▸ **TEXT SEGMENT**:
--- START ---

The ikebana I created in class also turned out to be a good demonstration of the fact that if you try to re-create ikebana a second time, even from the same material, it will not be the same. The photo below is of my preliminary practise of the exercise at home before I went to the class.


Greetings from Christopher
23rd November 2013

Five Elements Workshop

Last Monday Mrs Lara Telford, one of the teaching members of the Victorian Branch of the Sogetsu School of Ikebana conducted a workshop on the theme 'The Oriental Concept of Five Elements'. 

I chose to make an ikebana with 'wood' as the subject. I created an assemblage of short lengths of silver birch, that I joined together using doweling, and was particularly interested to show the cross-section of the timber, not just the beautiful bark. 

I first cut the birch into short lengths and graded them from short to long. I then made three assemblages arranging the pieces irregularly but graduated from short to longer pieces. I think this has given them a better form and made them look more stable when arranged with the longest pieces at the bottom. 


Once the largest assemblage had been secured to the vase I then balanced the smaller two on top. For contrast only, I have added a spray of three small red single-roses given to me by my ikebana friend Emily.


More images from the workshop can be viewed by clicking on the highlighted text: Victorian Branch Workshop. This includes four demonstrated works by Mrs Telford and a slideshow of some of the participants' ikebana.

The Japanese version of the five elements concept include: Earth, Water, Fire, Air and Void or Spirit. Wikipedia has an interesting article about the different versions of the five elements concept according to different traditions.

--- END ---

▸ **PROVIDED MATERIAL**:
--- START ---

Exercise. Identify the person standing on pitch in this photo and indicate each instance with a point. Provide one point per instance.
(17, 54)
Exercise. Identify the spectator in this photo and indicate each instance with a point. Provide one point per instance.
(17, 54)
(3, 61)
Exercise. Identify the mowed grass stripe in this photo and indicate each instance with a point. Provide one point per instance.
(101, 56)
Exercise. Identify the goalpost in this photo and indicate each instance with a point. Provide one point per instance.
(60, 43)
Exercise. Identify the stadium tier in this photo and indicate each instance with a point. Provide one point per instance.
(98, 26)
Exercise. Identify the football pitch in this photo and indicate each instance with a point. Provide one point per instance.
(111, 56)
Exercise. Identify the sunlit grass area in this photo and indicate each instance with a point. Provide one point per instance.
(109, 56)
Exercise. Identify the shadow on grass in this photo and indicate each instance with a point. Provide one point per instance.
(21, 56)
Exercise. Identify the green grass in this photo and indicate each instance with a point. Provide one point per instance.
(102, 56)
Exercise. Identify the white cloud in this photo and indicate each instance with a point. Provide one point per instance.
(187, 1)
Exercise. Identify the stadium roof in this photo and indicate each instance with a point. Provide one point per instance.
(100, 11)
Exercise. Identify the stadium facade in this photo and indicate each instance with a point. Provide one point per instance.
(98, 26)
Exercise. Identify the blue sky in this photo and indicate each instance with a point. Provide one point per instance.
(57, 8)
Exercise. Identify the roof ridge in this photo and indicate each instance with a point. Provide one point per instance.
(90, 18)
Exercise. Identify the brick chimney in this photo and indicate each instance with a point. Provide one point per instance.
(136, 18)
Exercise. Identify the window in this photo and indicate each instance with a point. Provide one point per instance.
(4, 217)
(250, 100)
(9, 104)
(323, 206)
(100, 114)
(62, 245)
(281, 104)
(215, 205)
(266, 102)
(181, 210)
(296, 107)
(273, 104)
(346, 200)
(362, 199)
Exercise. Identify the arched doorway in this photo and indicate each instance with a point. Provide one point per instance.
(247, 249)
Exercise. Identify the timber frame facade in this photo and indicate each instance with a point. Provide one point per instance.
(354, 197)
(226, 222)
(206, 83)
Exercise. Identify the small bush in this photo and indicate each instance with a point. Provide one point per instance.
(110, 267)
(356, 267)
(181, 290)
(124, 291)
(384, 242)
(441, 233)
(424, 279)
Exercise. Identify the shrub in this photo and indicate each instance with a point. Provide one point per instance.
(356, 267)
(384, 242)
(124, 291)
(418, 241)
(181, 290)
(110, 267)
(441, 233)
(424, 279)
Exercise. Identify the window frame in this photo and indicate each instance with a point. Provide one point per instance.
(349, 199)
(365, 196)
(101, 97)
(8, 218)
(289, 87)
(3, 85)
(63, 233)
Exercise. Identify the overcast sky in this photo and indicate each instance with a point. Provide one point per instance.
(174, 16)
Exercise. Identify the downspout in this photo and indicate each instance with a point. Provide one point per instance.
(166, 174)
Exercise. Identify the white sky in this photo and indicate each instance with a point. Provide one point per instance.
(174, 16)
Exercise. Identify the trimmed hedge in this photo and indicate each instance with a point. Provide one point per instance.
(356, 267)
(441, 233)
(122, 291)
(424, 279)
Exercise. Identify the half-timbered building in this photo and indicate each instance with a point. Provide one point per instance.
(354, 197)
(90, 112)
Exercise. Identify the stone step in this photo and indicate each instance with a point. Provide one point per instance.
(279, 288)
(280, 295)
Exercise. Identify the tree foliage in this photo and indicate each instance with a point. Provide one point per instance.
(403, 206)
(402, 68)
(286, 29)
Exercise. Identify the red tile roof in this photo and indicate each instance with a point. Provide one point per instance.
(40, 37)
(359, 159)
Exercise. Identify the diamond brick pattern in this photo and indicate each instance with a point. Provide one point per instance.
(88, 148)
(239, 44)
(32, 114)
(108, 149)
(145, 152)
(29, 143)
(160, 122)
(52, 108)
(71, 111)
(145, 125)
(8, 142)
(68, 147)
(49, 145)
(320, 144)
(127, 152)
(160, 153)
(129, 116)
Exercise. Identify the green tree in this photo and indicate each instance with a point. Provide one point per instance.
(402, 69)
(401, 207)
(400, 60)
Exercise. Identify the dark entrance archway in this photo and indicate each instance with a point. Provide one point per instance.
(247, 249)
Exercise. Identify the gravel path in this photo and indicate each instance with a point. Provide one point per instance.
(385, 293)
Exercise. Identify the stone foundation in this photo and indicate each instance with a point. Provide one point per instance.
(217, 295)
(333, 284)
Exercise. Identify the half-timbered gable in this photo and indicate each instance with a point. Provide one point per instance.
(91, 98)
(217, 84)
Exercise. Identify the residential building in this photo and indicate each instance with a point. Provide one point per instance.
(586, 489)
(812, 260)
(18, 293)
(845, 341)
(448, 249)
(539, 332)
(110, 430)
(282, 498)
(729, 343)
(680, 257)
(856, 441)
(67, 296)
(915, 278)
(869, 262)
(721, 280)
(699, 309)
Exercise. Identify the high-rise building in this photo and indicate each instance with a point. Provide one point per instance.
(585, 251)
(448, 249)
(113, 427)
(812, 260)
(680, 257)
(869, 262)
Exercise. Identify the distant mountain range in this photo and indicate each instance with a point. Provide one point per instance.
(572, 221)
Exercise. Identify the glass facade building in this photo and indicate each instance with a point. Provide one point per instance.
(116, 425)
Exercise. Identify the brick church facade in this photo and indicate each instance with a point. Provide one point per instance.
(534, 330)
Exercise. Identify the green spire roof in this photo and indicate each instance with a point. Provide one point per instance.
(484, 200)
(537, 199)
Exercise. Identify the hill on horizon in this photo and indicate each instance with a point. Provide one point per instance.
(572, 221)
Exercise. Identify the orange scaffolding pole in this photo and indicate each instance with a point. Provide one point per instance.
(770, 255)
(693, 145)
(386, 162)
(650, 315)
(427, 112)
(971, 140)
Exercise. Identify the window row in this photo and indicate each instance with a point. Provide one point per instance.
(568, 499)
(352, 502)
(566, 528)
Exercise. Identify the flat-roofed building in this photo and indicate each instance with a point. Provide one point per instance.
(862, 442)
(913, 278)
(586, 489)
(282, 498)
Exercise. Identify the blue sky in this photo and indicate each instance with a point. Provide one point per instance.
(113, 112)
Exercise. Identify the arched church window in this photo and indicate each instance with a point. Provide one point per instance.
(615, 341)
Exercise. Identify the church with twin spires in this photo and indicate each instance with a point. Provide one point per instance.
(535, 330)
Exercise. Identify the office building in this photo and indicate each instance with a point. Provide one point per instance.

--- END ---
--- START ---

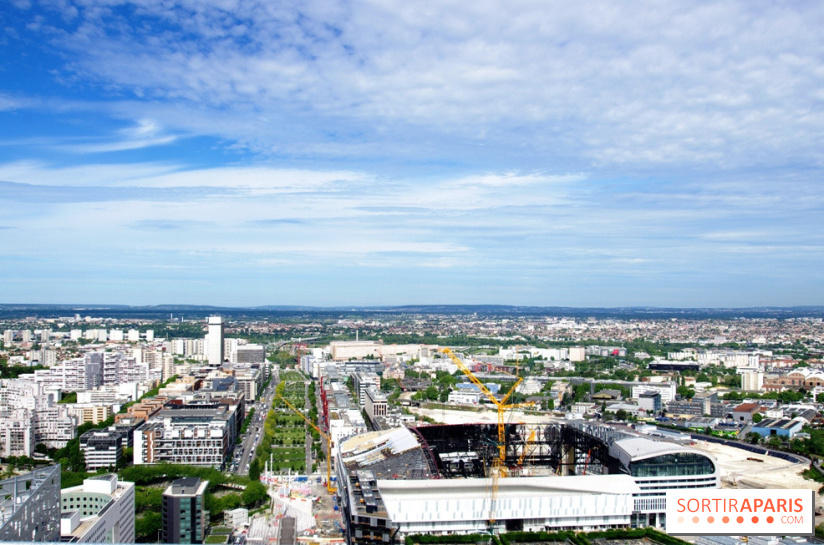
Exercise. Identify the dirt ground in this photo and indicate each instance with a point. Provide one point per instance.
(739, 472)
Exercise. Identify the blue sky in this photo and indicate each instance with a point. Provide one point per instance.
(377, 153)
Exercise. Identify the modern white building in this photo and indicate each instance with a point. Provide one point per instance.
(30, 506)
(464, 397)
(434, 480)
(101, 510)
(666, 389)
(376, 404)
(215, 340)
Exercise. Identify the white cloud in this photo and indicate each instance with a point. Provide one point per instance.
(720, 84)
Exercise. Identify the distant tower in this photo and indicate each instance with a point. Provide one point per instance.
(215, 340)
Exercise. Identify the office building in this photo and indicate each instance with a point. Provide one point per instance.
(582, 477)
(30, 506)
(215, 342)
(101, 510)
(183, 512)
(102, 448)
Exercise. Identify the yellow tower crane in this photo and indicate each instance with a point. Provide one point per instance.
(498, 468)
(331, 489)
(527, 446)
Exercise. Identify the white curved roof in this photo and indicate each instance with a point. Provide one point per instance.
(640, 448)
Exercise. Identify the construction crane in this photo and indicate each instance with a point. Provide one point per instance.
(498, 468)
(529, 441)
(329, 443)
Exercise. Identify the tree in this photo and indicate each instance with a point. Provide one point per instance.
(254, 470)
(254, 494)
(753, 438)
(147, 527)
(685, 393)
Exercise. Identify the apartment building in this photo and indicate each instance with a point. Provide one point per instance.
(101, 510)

--- END ---

▸ **PROBLEMS TO SOLVE**:
**A)** Can you edit the ikebana workshop text between "Five Elements Workshop" and "the beautiful bark.", inclusive, replacing "doweling" with "wire"?
**B)** What does the ikebana workshop text say, in two sentences?
**C)** Could you carry the ikebana workshop text on past its final sentence?
The material is separate from the ikebana workshop text.

▸ **RESPONSES**:
**A)**
Five Elements Workshop

Last Monday Mrs Lara Telford, one of the teaching members of the Victorian Branch of the Sogetsu School of Ikebana conducted a workshop on the theme 'The Oriental Concept of Five Elements'. 

I chose to make an ikebana with 'wood' as the subject. I created an assemblage of short lengths of silver birch, that I joined together using wire, and was particularly interested to show the cross-section of the timber, not just the beautiful bark.

**B)** Mrs Lara Telford of the Victorian Branch of the Sogetsu School of Ikebana led a workshop on the theme "The Oriental Concept of Five Elements." Taking wood as the subject, the writer built graded assemblages of silver birch joined with doweling, balanced the smaller two on the largest one secured to the vase, and added a spray of three small red roses for contrast.

**C)**
Greetings from Christopher
17th November 2013

VICTORIAN SOGETSU BRANCH WORKSHOPS

A couple of weeks ago Mr Yoshiro Umemura conducted workshops for the Victorian Branch of the Sogetsu School of Ikebana. The first workshop was for practising teachers on the theme of 'one kind of material'. We were all required to use Gymea leaves only. After first creating a work we then were encouraged to re-use the same material to make a second ikebana.

Below are my first and second works from the same two gymea leaves.




Mr Umemura's critique of the second work was that the suiban was too shallow and small for the work.



All of the teachers really enjoyed this exercise and found they took the exploration of the material to a new depth with their second creation. Below are Mr Umemura's two demonstration pieces, the initial work first is followed by his re-working of the same material. 





The theme in the afternoon was to make an arrangement using gymea and monstera leaves only. I used two gymea leaves that I split to make geometric shapes and added half of a philodendron leaf (in the absence of a monstera leaf).



On the following morning we had to exchange materials with other participants and I was given two philodendron leaves, two philodendron fruit and a black vase. The exercise was to deconstruct the material and re-assemble it to make a new ikebana work. Below is one of the leaves in its natural state.



When I looked at the back of the leaf I thought its veins would look good against the black of the vase. I trimmed the leaf leaving some of the veins long so that I could take them around to the back of the vase where I could secure them. I have inverted the fruit into the small off-centre opening of then vase.


Mr Umemura commented that if I had secured the stems at the back of the vase more neatly this would work as an interesting 'arrangement to be viewed from all angles'. Below is the back view of the work, edited from a larger photo of the whole room.



In the afternoon the exercise was 'an arrangement with curved and straight lines'. We were required to exchanged both materials and vases increasing the challenge of the exercise. Below is my work using the straight stems of alstromeria and a single curving flax leaf.



Other examples from the these workshops are on the Victorian Branch website. If you scroll down the page you will find it includes a couple of slide shows of many of the participants' work.